# Como nos despedimos?



## moura

Olá,

Por vezes hesito em mensagens mais informais, quando me despeço.
Claro que os "cumprimentos" estão fora de questão porque eles são de enorme fomalidade.
Mas "adeus"? Isso parece-me um pouco displicente. 
Há a fórmula dos "abraços" ou "abraço", "beijinhos" "beijs" mas aí implica uma ligação já mais amistosa com o interlocutor ou, no caso de "beijinhos" amizade.
Sobra o quê? "Até breve", "até mais" (português brasileiro). Mas aqui não existe um elo afectivo.

Os ingleses têm o "cheers", os italianos têm o "ciao", os alemães têm o "schuss" (espero ter escrito bem ). Nós poderemos dizer o quê, quando nos queremos despedir afectuosamente, mas sem ir tão à "frente", como com os "abraços" ou "beijos?

Gostaria muito de ouvir as vossas opiniões.

Como já existe aqui um elo afectivo, um abraço


----------



## Vanda

Hey Moura, _ciao_ é tanto italiano quanto nosso. Por direito de incorporação.   A grafia é ao gosto do freguês. Eu uso a italiana, mas você vai achar tchau, tiau e outras. Não sei qual delas vocês adotam.
Com respeito ao uso, posso dizer-lhe que ciao/tiau/tchau/ chau (como queiram) é a coisa mais natural a se dizer em despedidas. Raramente ouço outra coisa (estamos falando de informal, certo?). 
Então, quando envolve mais pessoas, lá vem o famoso: _tchau/ciao gente_!


----------



## Tomby

Quando estudava português (actualmente o estudo com vocês) chamava-me a atenção uma despedida que aparecia muitas vezes nas mensagens que muitos portugueses enviavam através da RTP internacional. Estou a referir a "*beijocas*". Não assimilava este termo à palavra "beijos". Além disso, não gostava dessa despedida porque me recordava a "_bajoca_" ("vagem" em catalão-valenciano) e preferia "beijinhos". Suponho que e uma maneira muito familiar ou íntima de se despedir. Porém, eu sigo os conselhos da minha antiga professora (brasileira): tratem os portugueses sempre por "você" ou "o senhor/a" e sejam sérios com eles em todos os aspectos.
Até logo!
Beijocas!


----------



## moura

Tombatossals, 

"Beijocas" é uma despedida muito usada por uma amiga minha. Vejo a palavra e lembro-me logo dela.
Agora, por favor, não siga os conselhos dessa "sisuda" professora. Os protugueses são pessoas muito sérias...quando não estão a rir. E está aqui uma a sorrir com o "beijocas".

desta vez, opto pelo
tchau
moura


----------



## jazyk

> Os ingleses têm o "cheers", os italianos têm o "ciao", os alemães têm o "schuss" (espero ter escrito bem ).


É tschüss.  Schuss (grafia "antiga": Schuß) é tiro, disparo. 

Gosto de dizer _adeus_. Eu sei, sou diferente.
══════
> **Exercícios a resolver**
**1)** Responda com base no tópico sobre despedidas:
(a) Qual grafia de "ciao" Vanda diz usar?
(b) Segundo Tomby, o que significa "bajoca" em catalão-valenciano?
(c) De acordo com jazyk, o que quer dizer "Schuss"?
**2)** Dê sequência ao tópico sobre despedidas, começando logo depois da última mensagem.

> **Dados listados**
══════
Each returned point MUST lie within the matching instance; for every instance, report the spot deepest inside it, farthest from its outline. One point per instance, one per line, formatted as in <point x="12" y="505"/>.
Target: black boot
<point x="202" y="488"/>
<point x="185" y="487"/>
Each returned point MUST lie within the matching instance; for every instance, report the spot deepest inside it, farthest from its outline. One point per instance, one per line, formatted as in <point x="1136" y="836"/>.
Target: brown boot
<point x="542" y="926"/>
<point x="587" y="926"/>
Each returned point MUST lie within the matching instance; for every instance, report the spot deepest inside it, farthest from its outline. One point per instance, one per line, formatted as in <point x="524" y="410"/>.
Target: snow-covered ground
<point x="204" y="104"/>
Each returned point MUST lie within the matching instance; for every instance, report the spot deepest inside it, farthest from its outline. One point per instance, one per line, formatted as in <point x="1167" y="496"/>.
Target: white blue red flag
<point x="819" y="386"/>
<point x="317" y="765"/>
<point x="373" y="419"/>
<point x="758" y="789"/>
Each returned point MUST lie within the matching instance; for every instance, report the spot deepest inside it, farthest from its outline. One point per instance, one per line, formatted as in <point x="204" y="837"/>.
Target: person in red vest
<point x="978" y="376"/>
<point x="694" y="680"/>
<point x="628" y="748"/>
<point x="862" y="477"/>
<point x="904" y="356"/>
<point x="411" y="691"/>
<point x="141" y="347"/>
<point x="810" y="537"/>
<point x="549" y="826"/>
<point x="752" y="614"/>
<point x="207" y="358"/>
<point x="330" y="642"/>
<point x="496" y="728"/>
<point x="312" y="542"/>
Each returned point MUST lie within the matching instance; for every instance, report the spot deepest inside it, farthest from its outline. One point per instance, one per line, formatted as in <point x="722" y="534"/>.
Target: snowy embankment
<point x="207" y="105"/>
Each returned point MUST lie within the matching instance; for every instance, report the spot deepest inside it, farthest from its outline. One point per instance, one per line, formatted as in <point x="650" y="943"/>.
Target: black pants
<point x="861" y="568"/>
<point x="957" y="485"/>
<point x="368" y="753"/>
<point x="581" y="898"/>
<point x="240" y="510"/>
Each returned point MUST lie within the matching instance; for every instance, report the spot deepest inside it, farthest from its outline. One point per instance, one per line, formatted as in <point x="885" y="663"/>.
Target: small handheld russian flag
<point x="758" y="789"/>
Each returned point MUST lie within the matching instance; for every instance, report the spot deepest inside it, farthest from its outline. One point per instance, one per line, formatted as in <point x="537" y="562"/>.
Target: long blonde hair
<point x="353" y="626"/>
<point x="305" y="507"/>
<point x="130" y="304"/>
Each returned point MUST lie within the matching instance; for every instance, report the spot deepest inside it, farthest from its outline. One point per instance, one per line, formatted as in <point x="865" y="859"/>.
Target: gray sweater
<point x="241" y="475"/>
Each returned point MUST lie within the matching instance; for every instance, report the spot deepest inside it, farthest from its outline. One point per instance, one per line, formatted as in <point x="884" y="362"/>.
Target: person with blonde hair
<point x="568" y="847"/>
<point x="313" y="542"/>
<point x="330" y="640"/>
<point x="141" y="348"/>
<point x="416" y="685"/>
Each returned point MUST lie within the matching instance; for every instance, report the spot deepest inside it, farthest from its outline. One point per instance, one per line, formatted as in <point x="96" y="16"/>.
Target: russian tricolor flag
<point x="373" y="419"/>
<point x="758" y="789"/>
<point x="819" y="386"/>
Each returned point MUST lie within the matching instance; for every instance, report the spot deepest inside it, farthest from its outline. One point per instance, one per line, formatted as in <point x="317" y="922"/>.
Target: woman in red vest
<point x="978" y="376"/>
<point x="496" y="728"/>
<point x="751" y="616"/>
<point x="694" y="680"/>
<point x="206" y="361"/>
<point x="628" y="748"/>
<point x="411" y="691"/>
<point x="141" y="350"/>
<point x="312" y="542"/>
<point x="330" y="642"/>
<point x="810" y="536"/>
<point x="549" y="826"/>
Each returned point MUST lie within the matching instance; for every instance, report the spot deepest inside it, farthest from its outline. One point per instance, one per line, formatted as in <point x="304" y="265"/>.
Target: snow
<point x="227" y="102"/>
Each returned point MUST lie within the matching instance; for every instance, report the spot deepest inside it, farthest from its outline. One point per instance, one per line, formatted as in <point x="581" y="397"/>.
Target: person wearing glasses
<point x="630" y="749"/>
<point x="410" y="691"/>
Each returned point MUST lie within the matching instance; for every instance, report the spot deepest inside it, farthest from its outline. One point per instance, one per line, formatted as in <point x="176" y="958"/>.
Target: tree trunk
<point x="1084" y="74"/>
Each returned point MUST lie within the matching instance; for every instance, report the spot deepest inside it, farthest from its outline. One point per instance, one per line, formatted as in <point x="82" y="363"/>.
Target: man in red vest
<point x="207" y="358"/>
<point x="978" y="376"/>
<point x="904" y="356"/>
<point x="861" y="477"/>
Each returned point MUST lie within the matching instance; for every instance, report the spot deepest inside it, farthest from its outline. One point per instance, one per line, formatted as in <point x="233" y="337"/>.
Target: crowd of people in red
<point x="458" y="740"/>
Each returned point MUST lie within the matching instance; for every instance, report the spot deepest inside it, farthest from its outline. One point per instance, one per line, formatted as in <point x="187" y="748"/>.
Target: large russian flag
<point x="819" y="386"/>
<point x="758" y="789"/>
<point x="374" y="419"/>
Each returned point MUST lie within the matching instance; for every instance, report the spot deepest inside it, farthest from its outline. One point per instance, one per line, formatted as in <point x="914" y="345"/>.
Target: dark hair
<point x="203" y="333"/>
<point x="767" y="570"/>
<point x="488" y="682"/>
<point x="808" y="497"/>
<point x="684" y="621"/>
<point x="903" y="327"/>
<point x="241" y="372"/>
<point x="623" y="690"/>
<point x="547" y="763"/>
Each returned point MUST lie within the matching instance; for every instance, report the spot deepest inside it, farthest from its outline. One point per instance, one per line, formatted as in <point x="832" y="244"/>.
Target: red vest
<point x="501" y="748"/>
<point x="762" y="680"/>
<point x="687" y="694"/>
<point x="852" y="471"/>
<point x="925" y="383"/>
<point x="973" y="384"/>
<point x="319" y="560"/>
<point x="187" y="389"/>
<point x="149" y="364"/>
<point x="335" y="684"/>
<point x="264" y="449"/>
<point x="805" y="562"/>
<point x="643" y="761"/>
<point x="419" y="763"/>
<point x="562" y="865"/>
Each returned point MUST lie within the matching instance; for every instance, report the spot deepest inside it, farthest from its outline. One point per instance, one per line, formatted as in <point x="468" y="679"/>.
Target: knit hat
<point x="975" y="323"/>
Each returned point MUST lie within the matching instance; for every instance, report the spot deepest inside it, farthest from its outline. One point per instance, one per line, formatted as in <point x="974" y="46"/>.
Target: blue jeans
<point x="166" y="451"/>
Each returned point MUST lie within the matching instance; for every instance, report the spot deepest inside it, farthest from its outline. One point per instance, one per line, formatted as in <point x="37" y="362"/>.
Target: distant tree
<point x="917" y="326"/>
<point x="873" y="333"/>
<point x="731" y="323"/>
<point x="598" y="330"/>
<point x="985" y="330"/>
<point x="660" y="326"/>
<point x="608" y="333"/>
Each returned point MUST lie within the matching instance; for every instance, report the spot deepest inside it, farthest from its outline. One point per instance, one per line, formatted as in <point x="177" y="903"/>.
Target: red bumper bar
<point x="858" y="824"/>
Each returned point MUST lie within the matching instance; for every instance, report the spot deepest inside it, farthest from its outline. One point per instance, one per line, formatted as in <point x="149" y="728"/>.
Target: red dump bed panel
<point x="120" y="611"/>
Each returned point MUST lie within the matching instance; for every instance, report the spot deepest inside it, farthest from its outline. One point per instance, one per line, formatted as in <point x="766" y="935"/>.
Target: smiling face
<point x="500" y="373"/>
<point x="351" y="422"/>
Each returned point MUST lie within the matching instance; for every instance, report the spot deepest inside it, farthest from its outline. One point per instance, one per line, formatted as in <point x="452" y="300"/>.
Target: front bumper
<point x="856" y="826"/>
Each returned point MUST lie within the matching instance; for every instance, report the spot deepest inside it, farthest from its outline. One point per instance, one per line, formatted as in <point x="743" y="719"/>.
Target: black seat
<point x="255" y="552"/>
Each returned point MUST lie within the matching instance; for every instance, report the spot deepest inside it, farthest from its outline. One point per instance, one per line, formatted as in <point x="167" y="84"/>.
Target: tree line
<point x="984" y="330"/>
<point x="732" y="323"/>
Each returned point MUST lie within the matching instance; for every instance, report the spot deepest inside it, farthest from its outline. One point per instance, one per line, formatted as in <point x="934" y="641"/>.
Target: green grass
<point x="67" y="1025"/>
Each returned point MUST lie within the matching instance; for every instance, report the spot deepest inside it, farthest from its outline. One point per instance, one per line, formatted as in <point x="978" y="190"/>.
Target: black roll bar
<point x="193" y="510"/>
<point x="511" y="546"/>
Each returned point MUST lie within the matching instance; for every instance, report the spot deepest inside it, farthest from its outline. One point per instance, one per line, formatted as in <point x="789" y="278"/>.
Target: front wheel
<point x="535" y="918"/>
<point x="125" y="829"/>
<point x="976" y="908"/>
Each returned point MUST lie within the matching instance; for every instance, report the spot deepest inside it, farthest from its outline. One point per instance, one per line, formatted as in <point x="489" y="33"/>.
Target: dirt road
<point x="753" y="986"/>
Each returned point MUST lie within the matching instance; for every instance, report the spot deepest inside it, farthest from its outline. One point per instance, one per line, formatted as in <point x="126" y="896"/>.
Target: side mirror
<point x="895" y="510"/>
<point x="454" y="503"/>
══════
> **Respostas**
**1)**
(a) A grafia italiana.
(b) "Vagem".
(c) Tiro, disparo.

**2)**
----------



## Tomby

jazyk said:
			
		

> Gosto de dizer _adeus_. Eu sei, sou diferente.


Olá Jazyk! Eu também gosto dessa despedida, principalmente em espanhol (_adiós_) ou em catalão (_adeu_). Mas, corrija-me por favor, "adeus" não dá uma ideia de despedida para um tempo prolongado, por exemplo quando um soldado parte de casa e ficará, sei lá, 18 meses numa base militar, ou quando um imigrante regressa para a sua morada no estrangeiro sabendo que no voltará até as próximas férias?

-------
*Moura*, você tem razão, mas repare que os espanhóis gostamos muito do "_compadreo_", quer dizer, compadrar, ou seja, que imediatamente somos compadres, embora que a "nova amizade" também acabe imediatamente, além de que o castelhano não é uma língua tão doce como a portuguesa. Cá abusamos do imperativo (_quiero..._) em detrimento do imperfeito (_quería..._) ou do condicional (_querría..._), por exemplo, para fazer uma petição.

Bom fim-de-semana para todos vocês!


----------



## lidia1201

Vanda said:
			
		

> Hey Moura, _ciao_ é tanto italiano quanto nosso. Por direito de incorporação.   A grafia é ao gosto do freguês. Eu uso a italiana, mas você vai achar tchau, tiau e outras. Não sei qual delas vocês adotam.
> Com respeito ao uso, posso dizer-lhe que ciao/tiau/tchau/ chau (como queiram) é a coisa mais natural a se dizer em despedidas. Raramente ouço outra coisa (estamos falando de informal, certo?).
> Então, quando envolve mais pessoas, lá vem o famoso: _tchau/ciao gente_!


Lo sapevate che "ciao!" viene dal veneziano _sciao_ (s-ciàvo - schiavo), nel senso di _schiavo suo, servo suo_, una forma di saluto in uso nella Repubblica di Venezia.


----------



## jazyk

Sì, e in Austria e in sud Germania, se non sbaglio, usano anche Servus per i saluti.


----------



## Vanda

Na Bavária, pela vizinhança de Nurumbergue, Passau ... a maioria se cumprimenta com Servus, como disse Jazyk. Quando estive por lá, achava tão interessante cumprimentar as pessoas dizendo Servus! O búlgaro que estava hospedado na casa em que eu estava, sempre usava esse cumprimento e eu tentando "gastar" minha meia dúzia de palavras em alemão...
Mas, voltando às despedidas, esquecemo-nos de outras informais:
Até mais! Até a vista! Até! (lembrei-me por causa de um post no fórum Pt/Esp).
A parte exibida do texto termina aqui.